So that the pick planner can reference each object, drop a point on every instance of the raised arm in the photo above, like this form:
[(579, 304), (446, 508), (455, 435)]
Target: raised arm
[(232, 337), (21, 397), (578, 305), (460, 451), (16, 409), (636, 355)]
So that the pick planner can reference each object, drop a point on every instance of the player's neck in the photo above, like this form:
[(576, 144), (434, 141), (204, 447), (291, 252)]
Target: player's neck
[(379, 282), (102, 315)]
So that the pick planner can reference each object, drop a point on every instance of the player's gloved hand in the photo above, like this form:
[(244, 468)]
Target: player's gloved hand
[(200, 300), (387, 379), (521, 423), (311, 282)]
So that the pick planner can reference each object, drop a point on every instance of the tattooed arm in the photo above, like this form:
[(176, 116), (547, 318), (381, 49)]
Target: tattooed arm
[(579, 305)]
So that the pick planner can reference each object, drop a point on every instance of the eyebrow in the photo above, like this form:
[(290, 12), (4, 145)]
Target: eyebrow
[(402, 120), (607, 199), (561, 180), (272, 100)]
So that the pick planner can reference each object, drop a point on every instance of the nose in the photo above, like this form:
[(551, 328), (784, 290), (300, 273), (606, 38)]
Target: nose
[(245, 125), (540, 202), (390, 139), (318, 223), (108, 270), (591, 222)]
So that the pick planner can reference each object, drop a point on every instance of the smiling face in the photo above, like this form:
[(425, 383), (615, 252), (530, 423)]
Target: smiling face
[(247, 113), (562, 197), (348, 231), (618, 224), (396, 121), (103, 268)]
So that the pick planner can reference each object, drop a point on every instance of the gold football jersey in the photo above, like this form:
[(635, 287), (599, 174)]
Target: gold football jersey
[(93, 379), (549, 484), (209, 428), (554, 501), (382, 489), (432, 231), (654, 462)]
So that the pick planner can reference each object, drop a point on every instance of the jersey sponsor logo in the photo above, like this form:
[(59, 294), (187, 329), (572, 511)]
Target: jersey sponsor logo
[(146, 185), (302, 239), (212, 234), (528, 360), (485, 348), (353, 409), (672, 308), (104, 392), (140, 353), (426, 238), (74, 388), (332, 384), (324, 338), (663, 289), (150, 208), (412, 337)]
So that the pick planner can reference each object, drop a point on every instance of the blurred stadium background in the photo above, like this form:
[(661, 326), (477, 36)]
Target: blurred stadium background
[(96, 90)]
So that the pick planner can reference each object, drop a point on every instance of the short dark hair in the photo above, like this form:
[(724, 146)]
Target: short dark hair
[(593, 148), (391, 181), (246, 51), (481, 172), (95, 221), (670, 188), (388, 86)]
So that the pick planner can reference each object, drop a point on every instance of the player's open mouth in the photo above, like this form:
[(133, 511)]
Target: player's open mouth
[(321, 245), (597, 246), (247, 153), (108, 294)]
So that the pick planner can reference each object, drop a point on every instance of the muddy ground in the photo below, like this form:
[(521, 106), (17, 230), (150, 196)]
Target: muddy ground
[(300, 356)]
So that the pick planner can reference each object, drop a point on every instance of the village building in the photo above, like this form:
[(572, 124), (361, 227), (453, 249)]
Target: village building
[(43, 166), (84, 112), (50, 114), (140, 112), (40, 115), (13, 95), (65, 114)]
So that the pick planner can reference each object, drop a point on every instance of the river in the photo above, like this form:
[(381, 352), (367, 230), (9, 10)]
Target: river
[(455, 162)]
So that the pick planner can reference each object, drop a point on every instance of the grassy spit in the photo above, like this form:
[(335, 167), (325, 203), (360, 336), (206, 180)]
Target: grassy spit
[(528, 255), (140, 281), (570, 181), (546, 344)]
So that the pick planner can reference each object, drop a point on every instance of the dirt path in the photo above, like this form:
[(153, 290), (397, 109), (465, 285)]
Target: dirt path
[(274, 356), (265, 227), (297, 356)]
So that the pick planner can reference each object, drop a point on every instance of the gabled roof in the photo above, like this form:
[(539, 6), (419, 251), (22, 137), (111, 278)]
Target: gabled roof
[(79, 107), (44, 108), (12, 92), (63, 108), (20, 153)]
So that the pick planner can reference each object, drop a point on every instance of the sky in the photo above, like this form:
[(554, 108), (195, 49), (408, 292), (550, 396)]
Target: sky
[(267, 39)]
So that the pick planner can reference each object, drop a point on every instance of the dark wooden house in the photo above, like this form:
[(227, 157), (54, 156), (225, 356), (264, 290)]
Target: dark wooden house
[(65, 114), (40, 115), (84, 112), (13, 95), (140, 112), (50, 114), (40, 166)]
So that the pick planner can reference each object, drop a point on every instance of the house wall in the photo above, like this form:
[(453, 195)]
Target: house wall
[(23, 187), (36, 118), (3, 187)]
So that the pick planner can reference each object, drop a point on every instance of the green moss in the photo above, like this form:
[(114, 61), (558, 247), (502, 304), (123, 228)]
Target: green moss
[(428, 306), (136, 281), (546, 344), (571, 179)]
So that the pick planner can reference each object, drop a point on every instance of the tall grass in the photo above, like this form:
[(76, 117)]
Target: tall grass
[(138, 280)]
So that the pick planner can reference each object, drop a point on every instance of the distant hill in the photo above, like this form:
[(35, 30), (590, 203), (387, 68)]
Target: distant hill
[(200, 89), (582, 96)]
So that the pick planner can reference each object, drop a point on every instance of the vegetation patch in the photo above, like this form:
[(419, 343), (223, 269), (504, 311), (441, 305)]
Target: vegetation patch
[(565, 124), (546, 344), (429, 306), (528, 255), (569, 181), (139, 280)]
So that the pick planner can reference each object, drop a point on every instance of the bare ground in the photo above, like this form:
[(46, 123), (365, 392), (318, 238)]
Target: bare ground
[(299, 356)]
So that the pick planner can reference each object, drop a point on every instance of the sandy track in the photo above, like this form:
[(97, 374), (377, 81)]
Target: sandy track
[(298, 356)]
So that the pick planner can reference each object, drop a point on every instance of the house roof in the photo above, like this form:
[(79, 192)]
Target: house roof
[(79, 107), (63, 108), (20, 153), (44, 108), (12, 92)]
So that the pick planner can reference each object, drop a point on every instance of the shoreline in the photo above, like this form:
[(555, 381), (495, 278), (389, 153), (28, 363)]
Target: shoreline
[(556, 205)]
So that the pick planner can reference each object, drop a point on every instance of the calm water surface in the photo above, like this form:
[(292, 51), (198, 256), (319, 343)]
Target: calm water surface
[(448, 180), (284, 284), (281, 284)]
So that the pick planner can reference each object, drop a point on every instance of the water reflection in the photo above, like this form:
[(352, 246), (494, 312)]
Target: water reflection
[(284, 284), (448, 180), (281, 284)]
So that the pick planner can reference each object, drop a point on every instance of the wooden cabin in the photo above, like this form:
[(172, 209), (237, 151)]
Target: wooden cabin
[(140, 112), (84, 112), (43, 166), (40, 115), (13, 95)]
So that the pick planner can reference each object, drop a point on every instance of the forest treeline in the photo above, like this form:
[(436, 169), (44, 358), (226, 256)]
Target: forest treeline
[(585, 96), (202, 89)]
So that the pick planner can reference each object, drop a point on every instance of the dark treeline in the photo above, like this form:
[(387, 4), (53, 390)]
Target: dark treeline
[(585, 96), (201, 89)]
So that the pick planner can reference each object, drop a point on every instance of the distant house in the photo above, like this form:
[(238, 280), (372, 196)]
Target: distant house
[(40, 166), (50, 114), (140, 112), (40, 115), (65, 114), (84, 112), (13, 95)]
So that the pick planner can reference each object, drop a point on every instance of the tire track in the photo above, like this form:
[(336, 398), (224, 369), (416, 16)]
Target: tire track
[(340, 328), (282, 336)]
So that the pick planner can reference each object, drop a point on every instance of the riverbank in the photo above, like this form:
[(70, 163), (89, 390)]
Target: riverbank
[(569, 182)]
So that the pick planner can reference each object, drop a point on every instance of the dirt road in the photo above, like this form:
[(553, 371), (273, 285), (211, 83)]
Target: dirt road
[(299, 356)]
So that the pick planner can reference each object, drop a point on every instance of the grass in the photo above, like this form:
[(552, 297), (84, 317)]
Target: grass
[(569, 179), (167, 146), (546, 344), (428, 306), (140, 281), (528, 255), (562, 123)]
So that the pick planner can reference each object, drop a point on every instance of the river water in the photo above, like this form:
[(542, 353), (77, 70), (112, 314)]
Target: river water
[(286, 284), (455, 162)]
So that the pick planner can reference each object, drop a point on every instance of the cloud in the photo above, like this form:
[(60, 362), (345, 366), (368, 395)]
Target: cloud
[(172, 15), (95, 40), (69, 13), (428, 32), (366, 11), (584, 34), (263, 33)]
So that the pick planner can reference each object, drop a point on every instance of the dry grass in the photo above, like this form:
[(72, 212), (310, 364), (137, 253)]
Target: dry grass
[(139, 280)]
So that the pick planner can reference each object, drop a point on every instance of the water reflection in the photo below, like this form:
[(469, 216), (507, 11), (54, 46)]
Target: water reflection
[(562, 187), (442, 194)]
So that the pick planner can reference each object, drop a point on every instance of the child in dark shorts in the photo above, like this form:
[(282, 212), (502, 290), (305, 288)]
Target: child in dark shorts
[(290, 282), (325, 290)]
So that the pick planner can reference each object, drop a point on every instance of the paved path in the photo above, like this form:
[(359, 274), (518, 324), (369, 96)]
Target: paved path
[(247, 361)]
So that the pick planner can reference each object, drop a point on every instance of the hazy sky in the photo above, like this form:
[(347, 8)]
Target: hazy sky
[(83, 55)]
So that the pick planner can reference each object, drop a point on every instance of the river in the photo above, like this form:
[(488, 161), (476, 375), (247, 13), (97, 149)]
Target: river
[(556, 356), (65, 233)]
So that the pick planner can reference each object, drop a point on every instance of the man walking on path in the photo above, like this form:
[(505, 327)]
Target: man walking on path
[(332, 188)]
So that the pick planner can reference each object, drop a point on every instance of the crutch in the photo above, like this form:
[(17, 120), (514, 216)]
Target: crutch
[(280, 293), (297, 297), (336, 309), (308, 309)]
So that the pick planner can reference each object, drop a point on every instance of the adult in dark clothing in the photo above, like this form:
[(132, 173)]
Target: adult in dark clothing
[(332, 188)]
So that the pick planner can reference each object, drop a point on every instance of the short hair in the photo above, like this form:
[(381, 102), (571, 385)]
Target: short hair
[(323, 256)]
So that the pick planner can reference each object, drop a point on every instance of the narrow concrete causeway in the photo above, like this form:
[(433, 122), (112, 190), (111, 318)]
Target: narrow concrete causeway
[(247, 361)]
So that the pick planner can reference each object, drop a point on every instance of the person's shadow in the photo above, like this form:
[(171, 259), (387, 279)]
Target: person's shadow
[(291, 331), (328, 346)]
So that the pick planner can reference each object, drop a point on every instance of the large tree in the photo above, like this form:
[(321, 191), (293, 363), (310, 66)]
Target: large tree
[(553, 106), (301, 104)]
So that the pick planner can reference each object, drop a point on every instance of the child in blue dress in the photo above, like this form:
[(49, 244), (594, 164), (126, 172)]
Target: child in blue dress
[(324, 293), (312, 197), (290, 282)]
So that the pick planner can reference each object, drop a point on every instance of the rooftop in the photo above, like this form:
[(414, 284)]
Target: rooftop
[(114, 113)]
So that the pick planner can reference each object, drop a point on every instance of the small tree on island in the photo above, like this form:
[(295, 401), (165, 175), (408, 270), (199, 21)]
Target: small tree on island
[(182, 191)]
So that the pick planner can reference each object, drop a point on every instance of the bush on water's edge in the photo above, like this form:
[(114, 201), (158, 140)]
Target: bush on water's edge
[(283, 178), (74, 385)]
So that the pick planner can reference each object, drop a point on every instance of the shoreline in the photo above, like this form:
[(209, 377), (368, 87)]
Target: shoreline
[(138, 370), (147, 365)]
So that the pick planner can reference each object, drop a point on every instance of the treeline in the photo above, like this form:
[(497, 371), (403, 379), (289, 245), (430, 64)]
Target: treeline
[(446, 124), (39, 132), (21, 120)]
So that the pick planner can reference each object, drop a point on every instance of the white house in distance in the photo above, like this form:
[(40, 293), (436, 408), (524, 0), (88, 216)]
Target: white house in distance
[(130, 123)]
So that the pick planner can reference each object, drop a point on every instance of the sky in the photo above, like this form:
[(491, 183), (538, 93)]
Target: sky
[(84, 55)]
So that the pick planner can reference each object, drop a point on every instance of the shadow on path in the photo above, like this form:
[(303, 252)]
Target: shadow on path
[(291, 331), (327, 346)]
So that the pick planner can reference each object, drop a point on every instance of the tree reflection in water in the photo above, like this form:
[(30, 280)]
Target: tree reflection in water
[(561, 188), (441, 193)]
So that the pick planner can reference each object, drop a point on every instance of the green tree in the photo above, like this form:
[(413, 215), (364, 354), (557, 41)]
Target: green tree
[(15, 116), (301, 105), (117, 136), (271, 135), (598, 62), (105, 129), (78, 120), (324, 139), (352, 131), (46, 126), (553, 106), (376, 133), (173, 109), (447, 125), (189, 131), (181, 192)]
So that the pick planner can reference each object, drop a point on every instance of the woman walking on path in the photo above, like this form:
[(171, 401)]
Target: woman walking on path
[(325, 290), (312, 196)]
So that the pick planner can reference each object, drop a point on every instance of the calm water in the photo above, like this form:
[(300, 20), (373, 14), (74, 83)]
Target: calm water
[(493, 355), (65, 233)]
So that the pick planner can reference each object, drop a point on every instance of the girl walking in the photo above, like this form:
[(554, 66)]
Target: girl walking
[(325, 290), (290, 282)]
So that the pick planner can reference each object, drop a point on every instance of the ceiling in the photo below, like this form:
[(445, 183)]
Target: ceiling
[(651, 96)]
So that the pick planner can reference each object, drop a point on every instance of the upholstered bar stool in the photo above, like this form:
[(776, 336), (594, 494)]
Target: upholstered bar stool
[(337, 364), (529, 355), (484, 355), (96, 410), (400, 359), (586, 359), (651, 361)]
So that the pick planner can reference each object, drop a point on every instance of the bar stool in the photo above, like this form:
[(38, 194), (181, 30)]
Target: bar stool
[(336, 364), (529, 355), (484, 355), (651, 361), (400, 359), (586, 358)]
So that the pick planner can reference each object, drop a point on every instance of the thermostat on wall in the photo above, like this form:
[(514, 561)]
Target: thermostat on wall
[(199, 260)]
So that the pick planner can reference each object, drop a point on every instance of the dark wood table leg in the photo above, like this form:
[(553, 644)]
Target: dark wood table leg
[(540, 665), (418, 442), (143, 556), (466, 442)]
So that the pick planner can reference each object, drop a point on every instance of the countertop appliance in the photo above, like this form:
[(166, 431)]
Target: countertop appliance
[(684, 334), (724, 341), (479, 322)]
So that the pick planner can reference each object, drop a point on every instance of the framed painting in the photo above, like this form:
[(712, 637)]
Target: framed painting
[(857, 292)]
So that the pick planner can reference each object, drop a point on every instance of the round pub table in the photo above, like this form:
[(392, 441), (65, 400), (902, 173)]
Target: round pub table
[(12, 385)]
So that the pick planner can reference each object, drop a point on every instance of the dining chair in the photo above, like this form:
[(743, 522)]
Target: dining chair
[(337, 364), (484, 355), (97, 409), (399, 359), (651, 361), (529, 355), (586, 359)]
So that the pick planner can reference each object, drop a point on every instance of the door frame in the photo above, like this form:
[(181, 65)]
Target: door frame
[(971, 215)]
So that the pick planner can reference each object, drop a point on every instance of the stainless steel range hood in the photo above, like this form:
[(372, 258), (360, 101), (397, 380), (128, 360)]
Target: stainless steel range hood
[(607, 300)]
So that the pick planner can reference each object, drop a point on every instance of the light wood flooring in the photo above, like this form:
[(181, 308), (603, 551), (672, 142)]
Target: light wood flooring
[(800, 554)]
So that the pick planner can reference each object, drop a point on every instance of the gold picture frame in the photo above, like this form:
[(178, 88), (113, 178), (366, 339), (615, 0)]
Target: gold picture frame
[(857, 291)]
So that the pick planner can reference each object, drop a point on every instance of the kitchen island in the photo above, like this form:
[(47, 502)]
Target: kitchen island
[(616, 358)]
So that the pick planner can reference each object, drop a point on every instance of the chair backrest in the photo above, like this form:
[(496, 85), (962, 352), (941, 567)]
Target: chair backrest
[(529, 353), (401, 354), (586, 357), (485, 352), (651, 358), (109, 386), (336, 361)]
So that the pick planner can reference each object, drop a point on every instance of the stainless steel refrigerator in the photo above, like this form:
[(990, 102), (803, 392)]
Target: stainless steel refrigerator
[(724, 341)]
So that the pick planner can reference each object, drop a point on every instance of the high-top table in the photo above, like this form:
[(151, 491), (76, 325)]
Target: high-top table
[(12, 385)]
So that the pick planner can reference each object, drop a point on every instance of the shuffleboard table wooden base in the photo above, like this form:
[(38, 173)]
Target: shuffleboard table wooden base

● ● ● ●

[Stated task] Give the entries, from their first line through the line that contains "[(200, 300), (387, 379), (521, 423), (311, 282)]", as a Markdown table with the columns Row and Text. Put the row number in Row and the line in Text, and leave out blank lines.

[Expected answer]
| Row | Text |
|---|---|
| 1 | So that the pick planner can reference each object, drop a point on every instance of the raised arm in the photo above, like this form: |
| 2 | [(579, 304), (446, 508), (455, 435)] |
| 3 | Target: raised arm |
| 4 | [(232, 337), (21, 397), (578, 305), (460, 451), (16, 409), (636, 355)] |
| 5 | So that the pick planner can reference each object, drop a point on every instance of the player's neck in the photo above, like this form: |
| 6 | [(576, 144), (434, 141), (204, 447), (291, 252)] |
| 7 | Target: player's neck |
| 8 | [(379, 282), (102, 315)] |
| 9 | So that the pick planner can reference each object, drop a point on every instance of the player's gloved hand in the photo above, like this form: |
| 10 | [(244, 468)] |
| 11 | Target: player's gloved hand |
| 12 | [(200, 300), (387, 379), (521, 423), (311, 282)] |